**取り組む問題:**
1. 「秒速5センチメートル」を見に上京した話の本文を読み、次の(a)〜(c)がその内容と合っているかを判断してください。(a) 筆者は24日に二つの回を見た。(b) 16時の回で明里を演じたのは福原遥さんだった。(c) 筆者は小説版を読んだことがない。それぞれ「はい」か「いいえ」で答え、決め手となる本文の言葉をそのまま引用してください。
2. 「秒速5センチメートル」を見に上京した話の本文を、最後の文の次から書き継いでください。

**本文:**
|---|

近場でも上映されているのは東京の映画館くらいで。
人見知りをこじらせていて、一人で出かけるのも恐怖との戦いだった私。
おっかなびっくり一人上京して、ボロ泣きして帰ってきたのがまさにこの映画「秒速5センチメートル」でした。

鈍行が新幹線に変わりましたが。
おっかなびっくりの指し示すところは変わりましたが。
まるで13年前と同じような心持ちで、上京することになりました。


今回私は、24日の12時と、16時の部を見させていただきました。
12時の回は、貴樹役に梶裕貴さん、明里を福原遥さん、花苗を佐倉綾音さんが。
16時の回は、貴樹を黒羽麻璃央さん、明里を内田真礼さん、花苗を生駒里奈さんが務められました。


原作の映画も大好きですし、小説版も後になって読みました。
その意味では、原作ファン、と言えると思います。
ただ、今になってみると、秒速5センチメートルがどんな話かを知らない人も多い。

|---|

[ポイントのラベル付けセットの一覧]
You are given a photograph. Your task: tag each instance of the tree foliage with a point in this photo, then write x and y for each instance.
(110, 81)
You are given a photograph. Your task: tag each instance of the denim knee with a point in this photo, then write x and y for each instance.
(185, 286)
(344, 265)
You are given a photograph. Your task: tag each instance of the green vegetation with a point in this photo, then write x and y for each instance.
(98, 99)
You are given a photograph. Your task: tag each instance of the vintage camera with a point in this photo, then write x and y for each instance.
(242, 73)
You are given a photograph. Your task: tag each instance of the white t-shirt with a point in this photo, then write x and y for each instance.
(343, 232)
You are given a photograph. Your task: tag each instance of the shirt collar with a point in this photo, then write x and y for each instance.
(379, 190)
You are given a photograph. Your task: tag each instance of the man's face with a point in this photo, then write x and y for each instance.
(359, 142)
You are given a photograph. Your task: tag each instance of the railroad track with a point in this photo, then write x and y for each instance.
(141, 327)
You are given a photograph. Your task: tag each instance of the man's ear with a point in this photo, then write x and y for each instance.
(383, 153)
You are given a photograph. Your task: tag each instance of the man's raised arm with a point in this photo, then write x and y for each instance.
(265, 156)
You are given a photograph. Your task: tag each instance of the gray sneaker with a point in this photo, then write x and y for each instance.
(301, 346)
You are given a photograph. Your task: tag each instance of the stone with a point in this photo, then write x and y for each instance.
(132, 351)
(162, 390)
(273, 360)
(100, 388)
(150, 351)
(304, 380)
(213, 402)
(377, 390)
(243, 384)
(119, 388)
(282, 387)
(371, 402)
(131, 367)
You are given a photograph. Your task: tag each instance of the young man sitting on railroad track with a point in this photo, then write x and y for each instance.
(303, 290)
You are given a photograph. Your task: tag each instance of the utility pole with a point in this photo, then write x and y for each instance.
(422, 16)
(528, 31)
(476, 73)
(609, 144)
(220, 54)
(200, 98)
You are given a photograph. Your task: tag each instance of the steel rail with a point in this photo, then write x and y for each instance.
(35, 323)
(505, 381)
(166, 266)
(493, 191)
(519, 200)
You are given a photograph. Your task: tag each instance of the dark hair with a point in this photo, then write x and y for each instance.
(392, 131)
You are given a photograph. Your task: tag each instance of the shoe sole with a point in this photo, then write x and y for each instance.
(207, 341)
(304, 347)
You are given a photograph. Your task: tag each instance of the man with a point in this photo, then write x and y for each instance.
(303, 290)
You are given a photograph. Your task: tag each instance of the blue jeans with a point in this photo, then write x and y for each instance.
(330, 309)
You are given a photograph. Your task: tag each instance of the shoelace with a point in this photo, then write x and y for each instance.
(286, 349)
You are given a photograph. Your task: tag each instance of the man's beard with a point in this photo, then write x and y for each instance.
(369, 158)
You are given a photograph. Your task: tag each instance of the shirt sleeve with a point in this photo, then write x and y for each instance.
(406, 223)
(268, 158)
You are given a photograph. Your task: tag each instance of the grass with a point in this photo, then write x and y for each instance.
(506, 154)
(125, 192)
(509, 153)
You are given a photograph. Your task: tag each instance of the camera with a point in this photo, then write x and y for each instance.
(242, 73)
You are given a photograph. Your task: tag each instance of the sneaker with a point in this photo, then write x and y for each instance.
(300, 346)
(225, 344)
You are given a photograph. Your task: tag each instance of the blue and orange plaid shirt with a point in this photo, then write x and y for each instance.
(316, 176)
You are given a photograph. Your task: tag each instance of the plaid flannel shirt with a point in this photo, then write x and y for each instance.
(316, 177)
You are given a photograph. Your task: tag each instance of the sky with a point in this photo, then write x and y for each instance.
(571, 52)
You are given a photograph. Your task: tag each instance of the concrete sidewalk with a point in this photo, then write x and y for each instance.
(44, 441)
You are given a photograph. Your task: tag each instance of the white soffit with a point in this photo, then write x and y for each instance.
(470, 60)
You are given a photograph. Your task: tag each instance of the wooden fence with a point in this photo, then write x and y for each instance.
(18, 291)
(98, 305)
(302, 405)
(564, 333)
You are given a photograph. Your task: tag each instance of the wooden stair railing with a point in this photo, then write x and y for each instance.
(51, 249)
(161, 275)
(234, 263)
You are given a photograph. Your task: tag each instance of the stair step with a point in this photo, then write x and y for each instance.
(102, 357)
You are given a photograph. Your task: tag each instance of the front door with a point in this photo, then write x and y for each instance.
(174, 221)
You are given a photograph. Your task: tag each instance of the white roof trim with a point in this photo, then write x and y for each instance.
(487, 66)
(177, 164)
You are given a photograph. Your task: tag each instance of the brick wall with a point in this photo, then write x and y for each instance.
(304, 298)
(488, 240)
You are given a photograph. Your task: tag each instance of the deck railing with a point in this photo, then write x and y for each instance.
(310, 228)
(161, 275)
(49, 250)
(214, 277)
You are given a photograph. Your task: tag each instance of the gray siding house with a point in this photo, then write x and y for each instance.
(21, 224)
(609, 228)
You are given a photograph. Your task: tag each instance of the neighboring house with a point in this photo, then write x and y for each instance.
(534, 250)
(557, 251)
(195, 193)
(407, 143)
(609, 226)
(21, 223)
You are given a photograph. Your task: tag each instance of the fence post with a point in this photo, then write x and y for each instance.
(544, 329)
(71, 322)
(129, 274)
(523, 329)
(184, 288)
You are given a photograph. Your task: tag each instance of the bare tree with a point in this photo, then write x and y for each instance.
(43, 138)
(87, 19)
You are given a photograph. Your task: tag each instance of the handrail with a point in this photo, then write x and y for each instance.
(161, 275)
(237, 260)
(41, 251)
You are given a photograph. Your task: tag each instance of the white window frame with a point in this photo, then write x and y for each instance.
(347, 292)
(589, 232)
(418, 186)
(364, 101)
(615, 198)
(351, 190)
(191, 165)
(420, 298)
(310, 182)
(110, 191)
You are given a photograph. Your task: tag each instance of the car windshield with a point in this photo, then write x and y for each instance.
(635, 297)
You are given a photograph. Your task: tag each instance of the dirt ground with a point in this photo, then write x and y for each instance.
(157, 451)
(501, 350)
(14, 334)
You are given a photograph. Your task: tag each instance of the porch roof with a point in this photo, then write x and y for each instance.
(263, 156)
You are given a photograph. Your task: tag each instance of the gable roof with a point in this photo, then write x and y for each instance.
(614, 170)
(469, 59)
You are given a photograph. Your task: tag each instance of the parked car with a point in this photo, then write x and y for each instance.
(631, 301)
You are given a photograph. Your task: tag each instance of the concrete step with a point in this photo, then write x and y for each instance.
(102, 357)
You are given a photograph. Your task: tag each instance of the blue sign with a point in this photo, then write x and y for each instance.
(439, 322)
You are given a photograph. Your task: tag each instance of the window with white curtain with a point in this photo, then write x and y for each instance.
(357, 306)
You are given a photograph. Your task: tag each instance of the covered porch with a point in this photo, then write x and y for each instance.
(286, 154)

|---|

**この練習の答え:**
1.
(a) はい:「今回私は、24日の12時と、16時の部を見させていただきました。」
(b) いいえ:「16時の回は、貴樹を黒羽麻璃央さん、明里を内田真礼さん、花苗を生駒里奈さんが務められました。」
(c) いいえ:「原作の映画も大好きですし、小説版も後になって読みました。」

2.
キャストの年齢で見ても、佐倉綾音さんが13歳、福原遥さんに至っては10歳にもなっていない頃の作品です。
原作通りに読み解けというほうが難しい。
だから、原作ファンにとって、それがどのように描写されるのか、楽しみでもあり、一つ大事な要素でもありました。

結果、そんなに心配することはありませんでした。
原作で話されていた台詞はほぼほぼそのまま使われていたはずです。
多少のアレンジやアドリブはありながらも、崩しては綺麗さが失われてしまうところはそのままで、原作ファンにとってもありがたい配慮でした。


朗読劇ということで、スタンドマイクがあって、そこに代わる代わる入って朗読する形かと思っていました。
ただ、明里役の福原遥さんが、まるでドラマかのような感じで、かなりの動きを付けて演じ始めたとき、察しました。
「あ、これは、朗読劇と銘打たれた舞台なのだ」と。

朗読劇には、これがあるんです。
ずるい。
ずるいけど、それをやられてしまうと、もう勝てない。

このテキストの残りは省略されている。